BEGIN Extracted text

Sarodj Bertin Durocher (born April 4, 1986) is a Haitian lawyer, best known as a beauty pageant contestant.

Early life and education
Bertin was born in Haiti, and is the daughter of Mireille Durocher and Jean Bertin. Bertin's mother, who was a lawyer and an outspoken critic of then president Jean-Bertrand Aristide, was murdered on March 28, 1995, in Port-au-Prince. She was shot in broad daylight while being driven by a client, Eugene "Junior" Baillergeau, away from the U.S. military's Camp Democracy headquarters. Baillergeau, who was killed along with Durocher Bertin, was in litigation with the U.S. military over damages a U.S. helicopter had allegedly done to his private plane.

After her mother's murder, she was sent to the Dominican Republic where she grew up in exile.

In the Dominican Republic, she learned Spanish and English, in addition to her native French and Haitian Creole.

Between 2003 and 2010, she studied law in Universidad Iberoamericana (UNIBE) of Santo Domingo and Pontificia Universidad Católica Madre y Maestra (PUCMM) of Santiago, and is currently a human rights lawyer. She has worked for the International Alliance for Haiti's Recovery.

Career
In 2015 she was elected on Luz García’s Noche de Luz programme as a "Summer’s Hot Body".

Pageantry
After the 2010 Haiti earthquake, Bertin entered the Miss Haiti Universe contest and won. She spent several months in Puerto Rico with the director of the Miss Dominican Republic and Miss Haiti franchises, Magali Febles, who took charge of her training for 2010 Miss Universe pageant.

She represented Haiti in the Miss Universe 2010 beauty pageant held in Las Vegas on August 23, 2010. Bertin believed that competing in Miss Universe would give the people of Haiti a voice, stating, "there are many people who want to help but don't know how and sometimes they need a voice to tell them what are the necessities of the people. I want the people, through me, to be who says what their necessities are." On 25 October 2012, she won the Reina Hispanoamericana 2012 pageant.

END Extracted text

▶ **Problems and tasks**
**A)** Transcribe the passage of the Sarodj Bertin article starting with "After her mother's" and going on through "for Haiti's Recovery.".
**B)** Render this sentence from the Sarodj Bertin article in Spanish: "After her mother's murder, she was sent to the Dominican Republic where she grew up in exile."

BEGIN Provided information

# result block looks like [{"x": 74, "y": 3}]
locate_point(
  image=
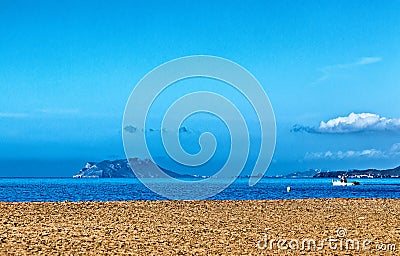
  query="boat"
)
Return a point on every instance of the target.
[{"x": 343, "y": 182}]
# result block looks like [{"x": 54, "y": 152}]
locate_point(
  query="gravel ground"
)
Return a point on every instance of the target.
[{"x": 202, "y": 227}]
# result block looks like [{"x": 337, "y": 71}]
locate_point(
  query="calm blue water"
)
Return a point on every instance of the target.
[{"x": 28, "y": 190}]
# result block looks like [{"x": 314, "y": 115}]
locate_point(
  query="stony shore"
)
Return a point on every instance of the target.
[{"x": 202, "y": 227}]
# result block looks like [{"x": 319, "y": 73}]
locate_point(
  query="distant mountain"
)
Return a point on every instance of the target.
[
  {"x": 369, "y": 173},
  {"x": 144, "y": 168}
]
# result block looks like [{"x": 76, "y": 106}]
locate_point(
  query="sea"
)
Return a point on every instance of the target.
[{"x": 68, "y": 189}]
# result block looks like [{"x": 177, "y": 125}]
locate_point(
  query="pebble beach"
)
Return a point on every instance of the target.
[{"x": 278, "y": 227}]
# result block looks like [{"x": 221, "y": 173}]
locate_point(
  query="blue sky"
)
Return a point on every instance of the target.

END Provided information

▶ **The results**
**A)**
After her mother's murder, she was sent to the Dominican Republic where she grew up in exile.

In the Dominican Republic, she learned Spanish and English, in addition to her native French and Haitian Creole.

Between 2003 and 2010, she studied law in Universidad Iberoamericana (UNIBE) of Santo Domingo and Pontificia Universidad Católica Madre y Maestra (PUCMM) of Santiago, and is currently a human rights lawyer. She has worked for the International Alliance for Haiti's Recovery.

**B)** Tras el asesinato de su madre, fue enviada a la República Dominicana, donde creció en el exilio.